YOUR TASKS:
a - According to the article on AI, what was the motto of the World's Fair held in Chicago?
b - In the article on AI, rewrite the paragraph beginning "AI has already touched our lives" as a short list, keeping its main facts.
c - Carry on the article about AI from its last sentence.

Top of READING TEXT

Make AI Work For You!
- Gentian Financial

- Mar 23
- 9 min read
And here's how -
As the Great Depression deepened and political tensions rose at home and overseas, leaders in the US devised an event intended to stoke the national pride and raise morale. They decided on a universal exhibition – a World’s Fair – this one in Chicago, on the 100th anniversary of the city’s founding.
“Science Finds, Industry Applies, Man Conforms" was the exhibition’s motto, an affirmation that mankind’s greatness lies downstream from its yearning for discovery and its capacity for creation.
Put another way: We make the technology that makes us. We’ve known this since first planting seeds.
Nearly a century later, this idea again finds itself at the fore of our culture. New technology has already changed things once considered enduring, like the college essay and the reliability of videographic proof – and it now seems poised to change just about everything else, too.
Artificial intelligence. AI. If cultural commentators eventually dub a time “the AI age,” there’s a good chance we’re living in it now. And like our forebears, we don’t really know how new technology will change us, but we do know we will all have a hand in how it does.
AI has already touched our lives, in ways that are sometimes obvious – search results on the internet and a rash of low-quality, high-quantity AI-generated “slop” on social media – and sometimes invisible – AI is finding uses behind the scenes in nearly every industry.

Bottom of READING TEXT
Top of RECORDS

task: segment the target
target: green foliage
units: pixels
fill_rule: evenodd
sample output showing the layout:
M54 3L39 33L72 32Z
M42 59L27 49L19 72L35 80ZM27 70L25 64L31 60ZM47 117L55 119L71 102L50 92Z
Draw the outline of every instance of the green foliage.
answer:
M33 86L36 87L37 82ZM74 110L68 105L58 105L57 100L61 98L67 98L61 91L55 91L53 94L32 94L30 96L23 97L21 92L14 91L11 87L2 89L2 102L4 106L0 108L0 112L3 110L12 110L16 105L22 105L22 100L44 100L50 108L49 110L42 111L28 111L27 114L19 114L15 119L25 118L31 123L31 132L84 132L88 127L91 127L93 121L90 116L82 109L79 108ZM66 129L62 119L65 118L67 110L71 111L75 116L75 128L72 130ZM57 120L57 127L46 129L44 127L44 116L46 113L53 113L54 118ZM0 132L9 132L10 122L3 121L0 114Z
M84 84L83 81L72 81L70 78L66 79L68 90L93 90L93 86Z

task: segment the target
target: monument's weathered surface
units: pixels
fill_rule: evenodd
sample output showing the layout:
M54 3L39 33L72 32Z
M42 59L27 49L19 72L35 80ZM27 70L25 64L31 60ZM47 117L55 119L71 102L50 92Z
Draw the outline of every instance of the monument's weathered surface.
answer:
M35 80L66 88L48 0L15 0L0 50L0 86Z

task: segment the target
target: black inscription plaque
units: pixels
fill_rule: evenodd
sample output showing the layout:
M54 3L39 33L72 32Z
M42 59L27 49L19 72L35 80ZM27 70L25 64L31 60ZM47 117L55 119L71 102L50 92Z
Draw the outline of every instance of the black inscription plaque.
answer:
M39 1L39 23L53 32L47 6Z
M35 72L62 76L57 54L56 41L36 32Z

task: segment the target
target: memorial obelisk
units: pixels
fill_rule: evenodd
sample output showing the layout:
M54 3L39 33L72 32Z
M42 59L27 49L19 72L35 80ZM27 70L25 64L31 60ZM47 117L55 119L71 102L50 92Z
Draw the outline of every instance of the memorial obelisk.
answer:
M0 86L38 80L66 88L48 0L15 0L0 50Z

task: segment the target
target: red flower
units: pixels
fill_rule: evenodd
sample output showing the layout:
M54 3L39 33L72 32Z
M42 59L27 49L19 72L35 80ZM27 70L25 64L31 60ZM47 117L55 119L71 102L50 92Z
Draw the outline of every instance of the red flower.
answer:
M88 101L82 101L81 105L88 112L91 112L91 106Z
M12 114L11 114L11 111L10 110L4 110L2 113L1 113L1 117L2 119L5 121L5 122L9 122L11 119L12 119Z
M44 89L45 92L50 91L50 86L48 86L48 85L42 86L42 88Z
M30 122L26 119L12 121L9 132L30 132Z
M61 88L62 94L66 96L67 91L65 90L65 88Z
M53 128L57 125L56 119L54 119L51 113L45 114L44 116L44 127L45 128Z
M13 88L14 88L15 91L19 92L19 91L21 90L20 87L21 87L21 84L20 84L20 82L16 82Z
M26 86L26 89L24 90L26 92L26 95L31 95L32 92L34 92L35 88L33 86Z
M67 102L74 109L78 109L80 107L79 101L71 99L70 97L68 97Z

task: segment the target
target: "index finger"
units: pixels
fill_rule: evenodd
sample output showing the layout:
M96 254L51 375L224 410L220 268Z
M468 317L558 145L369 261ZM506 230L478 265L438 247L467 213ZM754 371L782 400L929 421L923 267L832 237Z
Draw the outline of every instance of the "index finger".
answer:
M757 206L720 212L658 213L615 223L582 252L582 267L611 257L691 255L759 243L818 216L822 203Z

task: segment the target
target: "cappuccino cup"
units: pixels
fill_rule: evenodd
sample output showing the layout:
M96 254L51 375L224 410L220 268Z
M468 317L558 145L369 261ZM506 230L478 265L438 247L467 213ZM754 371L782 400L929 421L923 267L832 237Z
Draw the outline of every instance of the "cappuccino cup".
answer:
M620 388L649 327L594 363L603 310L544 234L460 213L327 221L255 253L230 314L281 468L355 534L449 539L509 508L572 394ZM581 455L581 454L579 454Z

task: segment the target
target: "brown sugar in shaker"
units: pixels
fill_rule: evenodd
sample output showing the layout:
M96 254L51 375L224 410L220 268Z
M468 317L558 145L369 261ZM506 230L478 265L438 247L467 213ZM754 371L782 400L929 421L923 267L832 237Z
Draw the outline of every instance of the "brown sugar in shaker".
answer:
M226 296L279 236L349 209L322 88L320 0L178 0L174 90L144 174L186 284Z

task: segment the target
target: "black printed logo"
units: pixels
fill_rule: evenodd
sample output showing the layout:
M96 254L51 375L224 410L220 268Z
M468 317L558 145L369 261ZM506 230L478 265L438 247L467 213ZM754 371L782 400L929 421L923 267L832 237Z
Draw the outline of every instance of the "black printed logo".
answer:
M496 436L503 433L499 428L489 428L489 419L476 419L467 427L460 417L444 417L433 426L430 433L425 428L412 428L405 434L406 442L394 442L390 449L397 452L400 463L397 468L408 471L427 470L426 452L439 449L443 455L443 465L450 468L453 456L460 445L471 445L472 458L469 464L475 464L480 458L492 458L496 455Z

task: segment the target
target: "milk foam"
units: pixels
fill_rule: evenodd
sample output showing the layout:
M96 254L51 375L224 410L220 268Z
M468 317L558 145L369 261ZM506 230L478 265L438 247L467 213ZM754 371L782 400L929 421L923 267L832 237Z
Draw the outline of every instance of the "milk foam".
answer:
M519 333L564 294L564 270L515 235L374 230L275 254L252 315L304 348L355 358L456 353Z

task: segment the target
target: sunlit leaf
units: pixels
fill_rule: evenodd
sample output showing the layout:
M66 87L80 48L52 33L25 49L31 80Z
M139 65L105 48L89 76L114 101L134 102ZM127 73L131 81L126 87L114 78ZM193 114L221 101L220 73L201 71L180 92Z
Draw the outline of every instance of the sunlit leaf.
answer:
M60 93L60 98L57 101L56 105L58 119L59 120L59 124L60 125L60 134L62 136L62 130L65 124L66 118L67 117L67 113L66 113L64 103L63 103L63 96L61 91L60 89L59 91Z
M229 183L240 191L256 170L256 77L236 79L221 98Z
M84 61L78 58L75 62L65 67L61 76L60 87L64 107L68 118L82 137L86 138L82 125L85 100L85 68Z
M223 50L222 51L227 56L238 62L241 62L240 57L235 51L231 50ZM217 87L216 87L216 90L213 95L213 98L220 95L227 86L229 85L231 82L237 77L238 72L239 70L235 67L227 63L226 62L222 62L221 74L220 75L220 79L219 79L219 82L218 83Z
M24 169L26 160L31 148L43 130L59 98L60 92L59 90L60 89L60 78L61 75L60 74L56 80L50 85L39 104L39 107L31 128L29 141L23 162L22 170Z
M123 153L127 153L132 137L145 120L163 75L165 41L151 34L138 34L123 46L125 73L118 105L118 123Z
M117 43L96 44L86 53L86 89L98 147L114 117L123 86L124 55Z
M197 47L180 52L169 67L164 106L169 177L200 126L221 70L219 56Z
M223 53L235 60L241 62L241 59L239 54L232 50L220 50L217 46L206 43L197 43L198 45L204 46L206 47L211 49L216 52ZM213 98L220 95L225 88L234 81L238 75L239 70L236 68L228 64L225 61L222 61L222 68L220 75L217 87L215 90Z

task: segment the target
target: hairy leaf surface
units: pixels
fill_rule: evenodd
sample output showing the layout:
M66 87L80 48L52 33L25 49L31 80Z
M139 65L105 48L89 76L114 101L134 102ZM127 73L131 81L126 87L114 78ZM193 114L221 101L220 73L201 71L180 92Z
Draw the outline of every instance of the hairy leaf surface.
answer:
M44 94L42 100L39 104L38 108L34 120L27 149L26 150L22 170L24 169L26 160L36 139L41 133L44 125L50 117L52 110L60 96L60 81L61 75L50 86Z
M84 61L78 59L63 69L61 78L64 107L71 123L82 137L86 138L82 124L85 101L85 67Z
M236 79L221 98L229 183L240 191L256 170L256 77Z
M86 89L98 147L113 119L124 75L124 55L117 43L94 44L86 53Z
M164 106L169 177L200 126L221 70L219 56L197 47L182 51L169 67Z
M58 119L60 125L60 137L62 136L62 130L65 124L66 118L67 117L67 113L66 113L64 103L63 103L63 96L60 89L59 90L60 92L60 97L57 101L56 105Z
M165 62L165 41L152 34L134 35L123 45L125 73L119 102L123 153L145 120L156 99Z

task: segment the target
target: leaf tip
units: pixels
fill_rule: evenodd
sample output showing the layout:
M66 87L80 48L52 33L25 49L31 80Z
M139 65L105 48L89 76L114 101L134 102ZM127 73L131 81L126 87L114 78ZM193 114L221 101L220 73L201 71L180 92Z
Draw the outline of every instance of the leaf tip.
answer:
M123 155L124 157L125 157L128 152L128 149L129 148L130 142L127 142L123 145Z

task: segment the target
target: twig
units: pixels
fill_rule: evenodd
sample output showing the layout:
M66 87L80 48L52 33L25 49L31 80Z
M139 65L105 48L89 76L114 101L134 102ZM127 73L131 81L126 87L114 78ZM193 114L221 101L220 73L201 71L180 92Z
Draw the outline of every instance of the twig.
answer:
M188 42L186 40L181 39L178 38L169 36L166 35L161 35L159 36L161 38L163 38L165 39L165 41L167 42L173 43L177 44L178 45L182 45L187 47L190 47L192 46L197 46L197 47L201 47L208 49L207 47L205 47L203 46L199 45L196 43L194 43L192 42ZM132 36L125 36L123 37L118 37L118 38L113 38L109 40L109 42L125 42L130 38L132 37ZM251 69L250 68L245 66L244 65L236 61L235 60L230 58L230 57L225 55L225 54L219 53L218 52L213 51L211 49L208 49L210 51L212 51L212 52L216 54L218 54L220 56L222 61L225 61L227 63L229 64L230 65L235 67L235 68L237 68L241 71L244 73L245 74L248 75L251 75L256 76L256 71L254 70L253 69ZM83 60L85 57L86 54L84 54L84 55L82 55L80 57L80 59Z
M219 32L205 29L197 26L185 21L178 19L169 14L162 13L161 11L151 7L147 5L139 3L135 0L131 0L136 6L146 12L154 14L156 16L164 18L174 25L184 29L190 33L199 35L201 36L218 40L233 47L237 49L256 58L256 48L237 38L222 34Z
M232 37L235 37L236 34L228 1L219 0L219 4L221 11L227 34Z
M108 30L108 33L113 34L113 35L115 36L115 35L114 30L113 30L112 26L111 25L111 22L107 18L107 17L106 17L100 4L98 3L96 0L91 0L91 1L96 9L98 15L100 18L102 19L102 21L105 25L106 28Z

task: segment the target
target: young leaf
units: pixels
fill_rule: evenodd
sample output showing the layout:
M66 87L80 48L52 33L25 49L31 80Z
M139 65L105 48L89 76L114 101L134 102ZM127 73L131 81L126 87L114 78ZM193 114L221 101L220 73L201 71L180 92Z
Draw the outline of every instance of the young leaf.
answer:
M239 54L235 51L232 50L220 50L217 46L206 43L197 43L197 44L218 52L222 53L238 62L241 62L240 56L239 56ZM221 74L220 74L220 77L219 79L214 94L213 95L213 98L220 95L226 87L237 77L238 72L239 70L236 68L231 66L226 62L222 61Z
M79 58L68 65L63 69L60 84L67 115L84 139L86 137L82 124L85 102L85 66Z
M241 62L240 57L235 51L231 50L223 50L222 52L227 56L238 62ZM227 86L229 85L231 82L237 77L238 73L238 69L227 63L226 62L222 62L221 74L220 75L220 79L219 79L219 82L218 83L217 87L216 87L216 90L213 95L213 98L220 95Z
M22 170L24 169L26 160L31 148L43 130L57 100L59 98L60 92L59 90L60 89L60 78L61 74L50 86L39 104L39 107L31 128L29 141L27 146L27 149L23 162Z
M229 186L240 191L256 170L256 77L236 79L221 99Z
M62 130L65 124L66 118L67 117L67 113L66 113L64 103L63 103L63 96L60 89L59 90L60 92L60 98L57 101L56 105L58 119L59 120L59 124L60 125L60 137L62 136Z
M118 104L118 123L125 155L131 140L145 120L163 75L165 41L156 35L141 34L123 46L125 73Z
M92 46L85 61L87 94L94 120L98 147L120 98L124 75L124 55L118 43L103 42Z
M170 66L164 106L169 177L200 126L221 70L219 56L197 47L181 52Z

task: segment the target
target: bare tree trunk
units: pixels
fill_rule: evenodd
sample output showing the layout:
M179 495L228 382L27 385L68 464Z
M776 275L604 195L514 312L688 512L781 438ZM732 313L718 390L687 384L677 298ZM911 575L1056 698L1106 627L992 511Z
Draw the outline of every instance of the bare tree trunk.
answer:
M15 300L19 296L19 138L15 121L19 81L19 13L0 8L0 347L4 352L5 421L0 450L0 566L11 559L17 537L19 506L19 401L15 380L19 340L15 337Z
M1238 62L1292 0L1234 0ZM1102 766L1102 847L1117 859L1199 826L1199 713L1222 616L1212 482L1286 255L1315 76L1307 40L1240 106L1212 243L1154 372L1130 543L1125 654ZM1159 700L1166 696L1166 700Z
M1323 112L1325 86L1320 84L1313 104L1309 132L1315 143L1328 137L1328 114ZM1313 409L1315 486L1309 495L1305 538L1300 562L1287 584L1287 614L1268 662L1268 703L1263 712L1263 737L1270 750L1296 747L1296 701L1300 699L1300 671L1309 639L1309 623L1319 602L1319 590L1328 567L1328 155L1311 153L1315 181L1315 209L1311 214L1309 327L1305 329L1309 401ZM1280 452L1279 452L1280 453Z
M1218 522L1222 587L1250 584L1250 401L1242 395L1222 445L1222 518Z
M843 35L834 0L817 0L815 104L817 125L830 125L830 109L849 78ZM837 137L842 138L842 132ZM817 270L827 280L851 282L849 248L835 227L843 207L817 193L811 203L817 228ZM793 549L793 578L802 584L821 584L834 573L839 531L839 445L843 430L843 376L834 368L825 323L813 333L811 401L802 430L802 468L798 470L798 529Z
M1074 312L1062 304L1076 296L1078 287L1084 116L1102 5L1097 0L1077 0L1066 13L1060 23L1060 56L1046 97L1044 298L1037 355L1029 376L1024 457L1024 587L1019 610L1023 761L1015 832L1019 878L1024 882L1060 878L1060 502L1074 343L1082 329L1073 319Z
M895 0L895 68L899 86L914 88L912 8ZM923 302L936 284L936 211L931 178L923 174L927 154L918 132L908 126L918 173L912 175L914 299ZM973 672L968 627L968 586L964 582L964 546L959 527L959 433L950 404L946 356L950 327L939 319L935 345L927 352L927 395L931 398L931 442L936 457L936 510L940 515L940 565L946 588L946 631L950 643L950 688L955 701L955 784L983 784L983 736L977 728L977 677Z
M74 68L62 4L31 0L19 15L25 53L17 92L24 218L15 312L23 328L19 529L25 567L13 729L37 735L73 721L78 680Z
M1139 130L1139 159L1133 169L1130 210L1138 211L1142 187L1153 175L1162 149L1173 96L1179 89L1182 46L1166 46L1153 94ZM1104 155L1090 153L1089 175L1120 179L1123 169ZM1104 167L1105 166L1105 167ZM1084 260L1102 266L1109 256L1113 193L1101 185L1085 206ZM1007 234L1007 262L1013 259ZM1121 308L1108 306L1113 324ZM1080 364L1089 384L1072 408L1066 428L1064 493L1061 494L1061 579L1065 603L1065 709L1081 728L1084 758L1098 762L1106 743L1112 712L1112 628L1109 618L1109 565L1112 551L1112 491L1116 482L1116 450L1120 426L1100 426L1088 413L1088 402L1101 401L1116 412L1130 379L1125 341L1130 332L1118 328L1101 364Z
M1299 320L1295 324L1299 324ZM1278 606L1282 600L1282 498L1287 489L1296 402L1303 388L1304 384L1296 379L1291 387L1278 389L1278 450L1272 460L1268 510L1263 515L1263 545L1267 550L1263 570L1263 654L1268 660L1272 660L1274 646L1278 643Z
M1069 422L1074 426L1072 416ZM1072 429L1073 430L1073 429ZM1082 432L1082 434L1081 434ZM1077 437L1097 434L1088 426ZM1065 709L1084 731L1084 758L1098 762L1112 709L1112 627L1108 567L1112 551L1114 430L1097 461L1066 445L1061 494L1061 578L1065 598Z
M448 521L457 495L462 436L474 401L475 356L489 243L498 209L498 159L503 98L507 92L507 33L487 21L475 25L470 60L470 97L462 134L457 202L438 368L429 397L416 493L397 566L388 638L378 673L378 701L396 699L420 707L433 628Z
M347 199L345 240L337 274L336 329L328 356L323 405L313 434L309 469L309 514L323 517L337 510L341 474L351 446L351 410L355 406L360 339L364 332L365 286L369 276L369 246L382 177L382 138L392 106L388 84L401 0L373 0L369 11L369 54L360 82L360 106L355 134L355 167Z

Bottom of RECORDS

ANSWERS TO THE PROBLEMS:
a - "Science Finds, Industry Applies, Man Conforms"

b -
AI has already touched our lives:
- Obvious ways: internet search results and a rash of low-quality, high-quantity AI-generated "slop" on social media
- Invisible ways: uses behind the scenes in nearly every industry

c -
If you’ve been sitting on the sidelines waiting for a consensus to shake out, now may be the time to see what the fuss is about. This primer is focused on the home user to help get you going without getting too much in the weeds, because the weeds are indeed deep, and growing at lightning speed.
YOU CAN CHAT WITH IT
Even three years after the public release of OpenAI’s ChatGPT – kicking off the AI boom – the humanness of the responses from an AI chatbot can still surprise. They seem to understand context, tone and sarcasm, and even niche humor. What can you chat about? Well, just about anything.
YOU CAN COMPOSE EMAILS Trying to send a firm and professional message to your HOA but your intense feelings about paint colors keep undercutting your message? Tap an AI to compose the message based on your provided bullet points, keeping the more colorful verbs at bay.
YOU CAN LEARN ABOUT NEW TOPICS If a 7,000-word Wikipedia article written by a technical expert isn’t your ideal learning method, chatbots can help you learn about something new piece by piece, letting you lead the conversation at your pace, asking questions and getting clarifications along the way.
YOU CAN DISCOVER BOOKS, MOVIES OR MUSIC The major content platforms are continuing to implement AI recommendations into their systems, but chatbots can also be a good source for finding media you may enjoy. “I’m looking for a novel with the experimental qualities of ‘Moby-Dick’ but the sincerity of Nicholas Sparks.” An answer from Microsoft Copilot: “The Overstory,” by Richard Powers.
YOU CAN PLAN ANYTHING Fill out a week’s menu with a grocery list, discover other things to see after visiting the big landmark, make a checklist for putting on a child’s birthday party and design the invitations. Chatbots can pull from the collective knowledge of the internet to help you plan just about anything.
YOU CAN TRY OUT HOME DÉCOR AND PAINT Major paint and home furnishing companies have introduced apps that let you submit a picture of your house or room to see how the space would look with different furnishings. See if your favorite vendors have an app. There are also a variety of free and paid versions unaffiliated with specific brands that are an internet search away.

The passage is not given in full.